Transcreva, sem alterações, o segmento do texto sobre o estado natural em Hobbes que vai de "É claro que" até "e de angústia.".

> **TRECHO SELECIONADO**:
★ ★ ★ ★
Para ele, o direito, em todos os casos, reduz-se à força; mas distingue dois momentos na história da humanidade: o estado natural e o estado político. No estado natural, o poder de cada um é medido por seu poder real; cada um tem exatamente tanto de direito quanto de força e todos só pensam na própria conservação e nos interesses pessoais. Para Hobbes, o homem se distingue dos insetos sociais, como as abelhas e as formigas; por isso, o homem não possui instinto social. Ele não é sociável por natureza e só o será por acidente.

Para compreender como o homem se resolve a criar a instituição artificial do governo, basta descrever o que se passa no estado natural; o homem, por natureza, procura ultrapassar todos os seus semelhantes: ele não busca apenas a satisfação de suas necessidades naturais, mas sobretudo as alegrias da vaidade (pride). O maior sofrimento é ser desprezado. Assim sendo, o ofendido procura vingar-se, mas - observa Hobbes, antecipando aqui os temas hegelianos - comumente não deseja a morte de seu adversário e deseja seu cativeiro a fim de poder ler, em seu olhar atemorizado e submisso, o reconhecimento de sua própria superioridade.

É claro que esse estado, em que cada um procura senão a morte, ao menos a sujeição do outro, é um estado extremamente infeliz. As expressões pelas quais Hobbes o descreve são célebres: "Homo homini lupus", o homem é o lobo do homem; "Bellum omnium contra omnes", é a guerra de todos contra todos. Não pensemos que mesmo os homens mais robustos desfrutem tranqüilamente as vitórias que sua força lhe assegura. Aquele que possui grande força muscular não está ao abrigo da astúcia do mais fraco. Este último - por maquinação secreta ou a partir de hábeis alianças - sempre é o suficientemente forte para vencer o mais forte. Por conseguinte, ao invés de uma desigualdade, é uma espécie de igualdade dos homens no estado natural que faz sua infelicidade. Pois, em definitivo, ninguém está protegido; o estado natural é, para todos, um estado de insegurança e de angústia.
★ ★ ★ ★
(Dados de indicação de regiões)

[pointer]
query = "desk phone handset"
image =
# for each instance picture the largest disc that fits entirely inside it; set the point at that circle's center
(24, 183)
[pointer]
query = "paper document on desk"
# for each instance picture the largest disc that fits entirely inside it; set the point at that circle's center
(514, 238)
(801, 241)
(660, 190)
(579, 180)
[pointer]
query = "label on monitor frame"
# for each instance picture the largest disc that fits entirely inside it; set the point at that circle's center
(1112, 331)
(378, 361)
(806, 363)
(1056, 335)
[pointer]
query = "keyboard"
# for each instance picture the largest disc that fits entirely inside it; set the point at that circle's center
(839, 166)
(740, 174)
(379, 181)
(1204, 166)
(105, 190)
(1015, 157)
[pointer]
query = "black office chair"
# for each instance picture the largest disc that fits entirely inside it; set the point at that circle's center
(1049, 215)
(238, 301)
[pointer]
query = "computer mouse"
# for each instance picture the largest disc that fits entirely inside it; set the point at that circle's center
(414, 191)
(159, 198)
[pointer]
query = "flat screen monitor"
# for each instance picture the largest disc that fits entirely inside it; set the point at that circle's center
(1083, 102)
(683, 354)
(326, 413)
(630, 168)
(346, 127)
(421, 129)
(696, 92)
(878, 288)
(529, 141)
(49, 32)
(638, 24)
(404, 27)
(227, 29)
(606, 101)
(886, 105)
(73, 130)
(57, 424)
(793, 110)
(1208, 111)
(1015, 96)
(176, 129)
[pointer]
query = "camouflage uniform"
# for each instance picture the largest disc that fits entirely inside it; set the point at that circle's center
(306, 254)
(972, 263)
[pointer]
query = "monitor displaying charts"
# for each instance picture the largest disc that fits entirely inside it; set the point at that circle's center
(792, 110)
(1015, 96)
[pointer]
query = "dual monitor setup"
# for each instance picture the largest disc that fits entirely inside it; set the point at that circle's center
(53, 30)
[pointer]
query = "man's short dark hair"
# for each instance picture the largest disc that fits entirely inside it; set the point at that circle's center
★ ★ ★ ★
> **TAREFA CONCLUÍDA**:
É claro que esse estado, em que cada um procura senão a morte, ao menos a sujeição do outro, é um estado extremamente infeliz. As expressões pelas quais Hobbes o descreve são célebres: "Homo homini lupus", o homem é o lobo do homem; "Bellum omnium contra omnes", é a guerra de todos contra todos. Não pensemos que mesmo os homens mais robustos desfrutem tranqüilamente as vitórias que sua força lhe assegura. Aquele que possui grande força muscular não está ao abrigo da astúcia do mais fraco. Este último - por maquinação secreta ou a partir de hábeis alianças - sempre é o suficientemente forte para vencer o mais forte. Por conseguinte, ao invés de uma desigualdade, é uma espécie de igualdade dos homens no estado natural que faz sua infelicidade. Pois, em definitivo, ninguém está protegido; o estado natural é, para todos, um estado de insegurança e de angústia.